── SOURCE MATERIAL ──

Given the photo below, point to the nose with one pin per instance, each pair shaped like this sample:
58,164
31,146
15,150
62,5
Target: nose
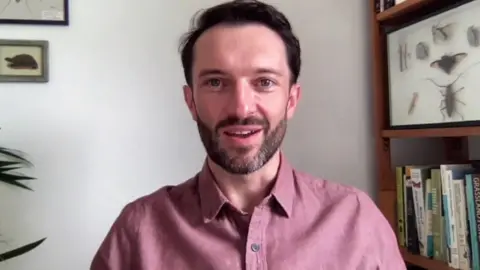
242,101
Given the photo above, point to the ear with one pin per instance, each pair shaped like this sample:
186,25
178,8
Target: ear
293,99
189,100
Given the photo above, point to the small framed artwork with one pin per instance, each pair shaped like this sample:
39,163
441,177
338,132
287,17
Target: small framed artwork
433,69
24,61
46,12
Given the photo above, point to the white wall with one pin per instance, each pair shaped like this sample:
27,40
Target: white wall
111,125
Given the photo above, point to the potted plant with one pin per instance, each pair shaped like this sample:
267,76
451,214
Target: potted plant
10,161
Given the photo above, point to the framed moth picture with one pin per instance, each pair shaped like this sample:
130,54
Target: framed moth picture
24,61
433,68
46,12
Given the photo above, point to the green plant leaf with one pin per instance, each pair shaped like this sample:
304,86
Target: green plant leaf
15,183
20,251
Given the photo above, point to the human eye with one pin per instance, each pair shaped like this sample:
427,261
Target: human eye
213,82
265,83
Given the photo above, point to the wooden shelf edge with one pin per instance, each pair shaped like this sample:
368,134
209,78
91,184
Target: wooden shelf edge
401,9
424,262
432,132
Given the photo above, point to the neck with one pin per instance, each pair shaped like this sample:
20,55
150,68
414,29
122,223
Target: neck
247,191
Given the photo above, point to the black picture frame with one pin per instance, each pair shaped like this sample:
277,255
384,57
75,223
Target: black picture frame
389,28
64,22
41,61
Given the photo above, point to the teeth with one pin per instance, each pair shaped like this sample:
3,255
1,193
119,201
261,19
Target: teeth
241,133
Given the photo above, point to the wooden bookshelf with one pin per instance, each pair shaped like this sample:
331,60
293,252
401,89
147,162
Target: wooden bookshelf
455,139
403,8
424,261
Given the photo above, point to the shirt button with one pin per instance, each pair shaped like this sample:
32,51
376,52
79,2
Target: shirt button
255,247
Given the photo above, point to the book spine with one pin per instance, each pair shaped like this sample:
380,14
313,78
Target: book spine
428,218
412,234
437,228
447,207
472,193
419,206
400,204
461,222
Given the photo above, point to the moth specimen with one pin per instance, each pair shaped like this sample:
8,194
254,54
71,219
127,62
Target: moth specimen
447,63
21,61
473,36
422,51
403,55
442,33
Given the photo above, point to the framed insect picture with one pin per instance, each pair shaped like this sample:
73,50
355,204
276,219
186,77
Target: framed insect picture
45,12
433,69
24,61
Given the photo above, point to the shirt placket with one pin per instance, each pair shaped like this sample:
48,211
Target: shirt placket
255,251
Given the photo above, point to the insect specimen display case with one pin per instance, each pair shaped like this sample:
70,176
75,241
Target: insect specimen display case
426,85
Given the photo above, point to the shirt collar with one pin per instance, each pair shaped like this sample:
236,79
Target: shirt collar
212,198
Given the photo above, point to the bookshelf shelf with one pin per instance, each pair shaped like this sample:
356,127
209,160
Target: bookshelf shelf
424,262
402,9
401,190
432,132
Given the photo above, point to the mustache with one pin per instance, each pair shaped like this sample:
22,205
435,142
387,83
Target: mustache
236,121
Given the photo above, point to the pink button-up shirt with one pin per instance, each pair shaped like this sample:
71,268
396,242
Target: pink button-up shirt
305,224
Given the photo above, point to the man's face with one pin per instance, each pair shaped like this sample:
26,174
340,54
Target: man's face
242,96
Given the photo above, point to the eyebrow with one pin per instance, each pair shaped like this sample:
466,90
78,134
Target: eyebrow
209,72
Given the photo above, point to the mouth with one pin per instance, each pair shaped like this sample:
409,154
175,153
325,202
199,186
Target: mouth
242,134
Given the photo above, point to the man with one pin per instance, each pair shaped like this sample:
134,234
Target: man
247,208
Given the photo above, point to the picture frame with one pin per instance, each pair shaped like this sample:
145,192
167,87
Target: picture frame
34,12
24,61
431,66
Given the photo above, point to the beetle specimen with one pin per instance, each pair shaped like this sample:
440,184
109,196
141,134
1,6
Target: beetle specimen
413,103
441,33
447,63
422,51
473,36
403,55
448,104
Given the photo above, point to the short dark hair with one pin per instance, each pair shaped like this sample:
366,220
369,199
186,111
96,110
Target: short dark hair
241,12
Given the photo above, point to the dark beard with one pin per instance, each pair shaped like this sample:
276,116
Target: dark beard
235,163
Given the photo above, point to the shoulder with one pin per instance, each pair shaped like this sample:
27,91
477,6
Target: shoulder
354,204
163,201
325,189
360,214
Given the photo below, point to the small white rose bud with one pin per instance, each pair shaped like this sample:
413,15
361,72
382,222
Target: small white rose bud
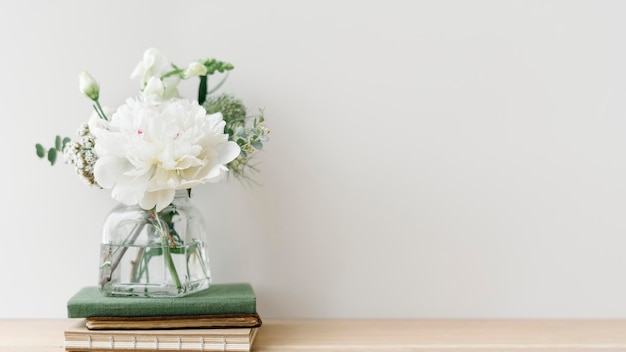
88,86
195,69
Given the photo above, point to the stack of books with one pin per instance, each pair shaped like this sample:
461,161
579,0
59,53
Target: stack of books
220,318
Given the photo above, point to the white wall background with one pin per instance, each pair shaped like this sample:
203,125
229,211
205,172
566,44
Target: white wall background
428,158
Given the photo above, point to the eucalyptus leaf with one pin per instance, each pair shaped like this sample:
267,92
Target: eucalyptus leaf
257,145
52,156
41,151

───

**AIM OF THE EXERCISE**: Return only the number of lines above that include the word "below".

**SOLUTION TO THIS EXERCISE**: 2